La tendencia es alarmante. Entre 1980 y 2008 el número total de personas con sobrepeso u obesidad ha crecido en 890 millones (de 571 a 1 mil 461). Pero este problema ha recaído con mucha más fuerza sobre los hombros de los países pobres (donde se ha multiplicado por tres) que sobre los de ingreso alto (donde ha aumentado un 70 por ciento). La dieta media en China, por ejemplo, no sólo ha crecido de los 852 a los 2 mil 109 gramos por persona al día, sino que su composición ha variado notablemente: el consumo de productos animales se ha multiplicado por 11, el de azúcar por tres y el de vegetales por cuatro. El patrón se repite en grandes países en desarrollo como India, Tailandia, Egipto o Perú.

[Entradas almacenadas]
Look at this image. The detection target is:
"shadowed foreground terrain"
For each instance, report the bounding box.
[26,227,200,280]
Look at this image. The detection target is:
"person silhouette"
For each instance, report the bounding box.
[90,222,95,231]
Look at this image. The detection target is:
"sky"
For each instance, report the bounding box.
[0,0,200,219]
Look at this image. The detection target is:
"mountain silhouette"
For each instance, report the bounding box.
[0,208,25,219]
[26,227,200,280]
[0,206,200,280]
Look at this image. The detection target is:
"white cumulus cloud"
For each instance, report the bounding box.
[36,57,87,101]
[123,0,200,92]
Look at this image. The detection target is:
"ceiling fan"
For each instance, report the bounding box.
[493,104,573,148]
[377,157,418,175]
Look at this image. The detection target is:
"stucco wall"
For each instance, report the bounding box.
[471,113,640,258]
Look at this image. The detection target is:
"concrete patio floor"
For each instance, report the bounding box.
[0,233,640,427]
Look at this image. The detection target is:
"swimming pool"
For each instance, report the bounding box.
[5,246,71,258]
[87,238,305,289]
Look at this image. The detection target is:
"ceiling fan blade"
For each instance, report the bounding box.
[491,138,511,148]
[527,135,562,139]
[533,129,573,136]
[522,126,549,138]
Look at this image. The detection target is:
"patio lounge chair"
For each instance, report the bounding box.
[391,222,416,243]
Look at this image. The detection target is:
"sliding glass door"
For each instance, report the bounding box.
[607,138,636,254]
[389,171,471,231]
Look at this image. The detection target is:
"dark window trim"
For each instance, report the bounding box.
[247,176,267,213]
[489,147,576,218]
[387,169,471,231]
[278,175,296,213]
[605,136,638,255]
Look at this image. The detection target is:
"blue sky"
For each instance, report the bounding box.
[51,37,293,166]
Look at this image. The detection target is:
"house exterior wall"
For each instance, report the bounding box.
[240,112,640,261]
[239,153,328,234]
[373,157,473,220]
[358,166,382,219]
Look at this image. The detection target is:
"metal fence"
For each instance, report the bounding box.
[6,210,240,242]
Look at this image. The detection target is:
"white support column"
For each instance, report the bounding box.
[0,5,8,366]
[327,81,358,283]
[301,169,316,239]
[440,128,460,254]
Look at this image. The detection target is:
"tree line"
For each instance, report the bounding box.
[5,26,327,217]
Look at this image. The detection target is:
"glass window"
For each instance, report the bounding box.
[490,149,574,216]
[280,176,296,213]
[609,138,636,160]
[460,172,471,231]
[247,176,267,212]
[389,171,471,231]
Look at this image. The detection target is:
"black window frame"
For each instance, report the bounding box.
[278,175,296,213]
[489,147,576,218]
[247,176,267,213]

**Consigna 1**
Transcribe sin cambios el fragmento del texto sobre el sobrepeso y la obesidad que va desde "La tendencia es" hasta "Egipto o Perú.", incluido este último.
**Consigna 2**
Continúa el texto sobre el sobrepeso y la obesidad a partir de la última oración que aparece.

**Respuesta 1**
La tendencia es alarmante. Entre 1980 y 2008 el número total de personas con sobrepeso u obesidad ha crecido en 890 millones (de 571 a 1 mil 461). Pero este problema ha recaído con mucha más fuerza sobre los hombros de los países pobres (donde se ha multiplicado por tres) que sobre los de ingreso alto (donde ha aumentado un 70 por ciento). La dieta media en China, por ejemplo, no sólo ha crecido de los 852 a los 2 mil 109 gramos por persona al día, sino que su composición ha variado notablemente: el consumo de productos animales se ha multiplicado por 11, el de azúcar por tres y el de vegetales por cuatro. El patrón se repite en grandes países en desarrollo como India, Tailandia, Egipto o Perú.

**Respuesta 2**
El primer problema es de salud pública. La evolución cuantitativa y cualitativa de estas dietas está directamente relacionada con la proliferación de las llamadas “enfermedades no transmisibles” como la diabetes, las patologías cardiovasculares o el cáncer. The Economist recordaba hace unos días que en 2012 el 57 por ciento de los diagnósticos oncológicos se produjo en el mundo en desarrollo, donde hoy se producen dos de cada tres fallecimientos derivados de las patologías cancerígenas (más víctimas de las que provocan el sida, la malaria y la tuberculosis juntos). Cuando todavía no se ha cerrado la herida, abierta por las consecuencias de las reglas de propiedad intelectual en el acceso a medicamentos contra el VIH-sida, la posibilidad de extender este conflicto a las enfermedades no transmisibles es la pesadilla de muchos. El derecho a la salud de los nuevos pobres exige tratamientos que, de acuerdo con el modelo actual de innovación y acceso a medicamentos, resultan simplemente inalcanzables.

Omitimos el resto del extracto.